> **Data rows**:
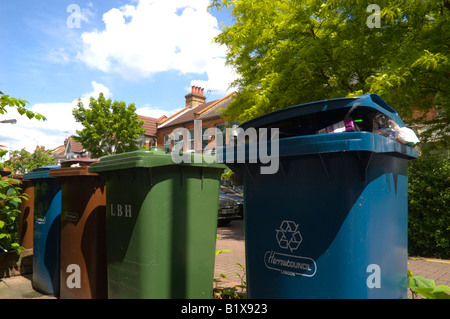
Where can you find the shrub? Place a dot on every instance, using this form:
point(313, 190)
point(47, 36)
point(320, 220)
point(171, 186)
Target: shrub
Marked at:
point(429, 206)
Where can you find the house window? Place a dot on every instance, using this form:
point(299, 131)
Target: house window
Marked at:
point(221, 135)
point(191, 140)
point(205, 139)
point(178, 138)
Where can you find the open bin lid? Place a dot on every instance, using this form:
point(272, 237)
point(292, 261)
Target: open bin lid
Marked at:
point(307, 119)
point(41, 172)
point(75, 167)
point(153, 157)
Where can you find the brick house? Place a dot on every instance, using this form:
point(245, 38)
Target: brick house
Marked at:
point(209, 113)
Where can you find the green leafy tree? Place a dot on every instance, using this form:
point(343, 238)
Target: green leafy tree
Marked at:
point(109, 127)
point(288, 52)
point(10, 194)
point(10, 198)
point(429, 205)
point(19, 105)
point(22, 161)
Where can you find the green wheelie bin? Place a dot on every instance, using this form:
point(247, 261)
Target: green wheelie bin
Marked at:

> **Objective**: Can you update the whole listing above so that every "Marked at" reads "Located at" and nothing else changes? Omit the pictures from your answer.

> **Response for this exercise**:
Where can you find the shrub? Place a dot on every instance, using this form:
point(313, 190)
point(47, 36)
point(320, 220)
point(171, 186)
Target: shrub
Located at:
point(429, 206)
Where can you find the house window? Place a dot on every instance, using this form:
point(299, 131)
Target: house window
Located at:
point(221, 135)
point(191, 140)
point(205, 139)
point(178, 138)
Where can you find the open bin lid? Place a dot on every instance, using this form:
point(272, 237)
point(292, 261)
Target: open bin lid
Located at:
point(307, 119)
point(41, 172)
point(75, 167)
point(153, 157)
Where can you find the brick house? Place a dot on every instance, using this form:
point(245, 38)
Target: brick house
Located at:
point(209, 113)
Where can you find the green leafy tree? Place a dot on every instance, using this form:
point(343, 238)
Target: green leafy tree
Located at:
point(109, 127)
point(288, 52)
point(10, 194)
point(10, 198)
point(429, 205)
point(19, 105)
point(22, 161)
Where can you find the green wheelie bin? Place a dot on every instance, using this form:
point(247, 261)
Target: green wheelie bin
Located at:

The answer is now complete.